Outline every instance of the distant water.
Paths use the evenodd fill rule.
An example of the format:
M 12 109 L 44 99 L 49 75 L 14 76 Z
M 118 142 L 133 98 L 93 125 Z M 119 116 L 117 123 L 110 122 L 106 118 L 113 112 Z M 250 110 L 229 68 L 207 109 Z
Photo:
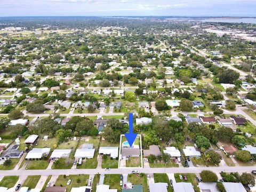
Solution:
M 228 23 L 244 23 L 256 24 L 256 18 L 238 18 L 238 19 L 199 19 L 202 22 L 216 22 Z

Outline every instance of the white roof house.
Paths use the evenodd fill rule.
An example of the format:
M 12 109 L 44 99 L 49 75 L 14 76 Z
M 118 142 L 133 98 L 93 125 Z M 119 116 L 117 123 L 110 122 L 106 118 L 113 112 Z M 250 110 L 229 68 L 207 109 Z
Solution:
M 28 153 L 26 159 L 41 159 L 43 157 L 47 157 L 50 150 L 51 148 L 33 148 Z
M 54 149 L 51 155 L 51 158 L 68 157 L 71 153 L 71 149 Z
M 174 192 L 195 192 L 191 183 L 173 182 L 172 186 Z
M 242 148 L 242 150 L 247 150 L 252 155 L 256 154 L 256 147 L 253 147 L 251 145 L 245 145 Z
M 110 155 L 110 157 L 116 158 L 118 157 L 118 147 L 100 147 L 99 153 L 103 155 Z
M 30 135 L 28 136 L 27 139 L 24 141 L 24 143 L 26 144 L 32 144 L 35 142 L 35 141 L 38 138 L 38 135 Z
M 96 192 L 117 192 L 117 189 L 109 189 L 109 186 L 107 185 L 99 185 Z
M 28 119 L 19 119 L 11 120 L 10 122 L 10 125 L 16 125 L 18 124 L 26 125 L 28 122 Z
M 152 123 L 152 119 L 148 117 L 136 118 L 137 124 L 146 124 Z
M 180 151 L 177 149 L 175 147 L 166 147 L 166 150 L 164 150 L 164 153 L 169 155 L 171 157 L 180 157 L 181 156 Z
M 194 147 L 186 146 L 183 149 L 183 152 L 186 157 L 200 157 L 201 154 L 200 151 L 197 151 Z
M 154 183 L 149 184 L 150 192 L 167 192 L 167 187 L 168 184 L 166 183 Z
M 198 183 L 199 188 L 201 191 L 207 191 L 207 190 L 211 192 L 219 192 L 216 187 L 215 182 L 199 182 Z
M 77 149 L 74 156 L 75 158 L 93 158 L 94 151 L 94 149 Z
M 241 183 L 222 182 L 227 192 L 246 192 Z

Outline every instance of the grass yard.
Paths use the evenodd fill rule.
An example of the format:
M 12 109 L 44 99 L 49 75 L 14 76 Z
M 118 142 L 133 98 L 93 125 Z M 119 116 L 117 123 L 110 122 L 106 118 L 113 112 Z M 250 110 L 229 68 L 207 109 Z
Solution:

-- -- --

**Exercise requirements:**
Copy all the records above word for word, leaving out the pictures.

**Solution for this task:**
Outline every instance of the distant water.
Paths use the evenodd fill rule.
An example of the format:
M 12 109 L 44 99 L 49 75 L 14 76 Z
M 118 142 L 133 98 L 93 125 Z M 119 116 L 117 123 L 110 122 L 106 118 L 113 112 Z M 250 110 L 229 68 L 207 109 Z
Photo:
Solution:
M 228 23 L 244 23 L 256 24 L 256 18 L 238 18 L 238 19 L 199 19 L 202 22 L 216 22 Z

Outline every instance of the white roof house.
Paths use the evenodd fill rule.
An example of the format:
M 12 109 L 44 99 L 49 75 L 14 76 Z
M 118 142 L 133 98 L 93 125 Z M 119 116 L 117 123 L 110 122 L 106 118 L 113 112 Z M 250 110 L 229 68 L 207 109 Z
Solution:
M 28 153 L 26 159 L 41 159 L 43 157 L 47 157 L 50 150 L 51 148 L 33 148 Z
M 54 149 L 51 155 L 51 158 L 68 157 L 71 153 L 71 149 Z
M 174 192 L 195 192 L 191 183 L 173 182 L 172 186 Z
M 242 148 L 242 150 L 247 150 L 252 155 L 256 154 L 256 147 L 253 147 L 251 145 L 245 145 Z
M 110 155 L 110 157 L 116 158 L 118 157 L 118 147 L 100 147 L 99 153 L 103 155 Z
M 30 135 L 28 136 L 27 139 L 24 141 L 24 143 L 26 144 L 32 144 L 35 142 L 35 141 L 38 138 L 38 135 Z
M 96 192 L 117 192 L 117 189 L 109 189 L 109 186 L 107 185 L 99 185 Z
M 28 119 L 19 119 L 11 120 L 10 122 L 10 125 L 16 125 L 18 124 L 26 125 L 28 122 Z
M 152 123 L 152 119 L 148 117 L 136 118 L 137 124 L 146 124 Z
M 180 151 L 177 149 L 175 147 L 166 147 L 166 150 L 164 150 L 164 153 L 169 155 L 171 157 L 180 157 L 181 156 Z
M 194 147 L 186 146 L 183 149 L 183 152 L 186 157 L 200 157 L 201 154 L 200 151 L 197 151 Z
M 154 183 L 149 184 L 150 192 L 167 192 L 167 187 L 168 184 L 166 183 Z
M 198 183 L 199 188 L 201 191 L 207 191 L 207 190 L 211 192 L 219 192 L 216 187 L 215 182 L 199 182 Z
M 77 149 L 74 156 L 75 158 L 93 158 L 94 151 L 94 149 Z
M 241 183 L 222 182 L 227 192 L 246 192 Z

Outline every instance of the grass yard.
Paths use the evenodd fill rule.
An example of the format:
M 12 109 L 44 99 L 49 75 L 14 76 Z
M 118 142 L 133 98 L 93 125 Z M 119 116 L 117 123 L 110 122 L 106 118 L 113 112 Z M 250 110 L 229 68 L 207 109 Z
Solution:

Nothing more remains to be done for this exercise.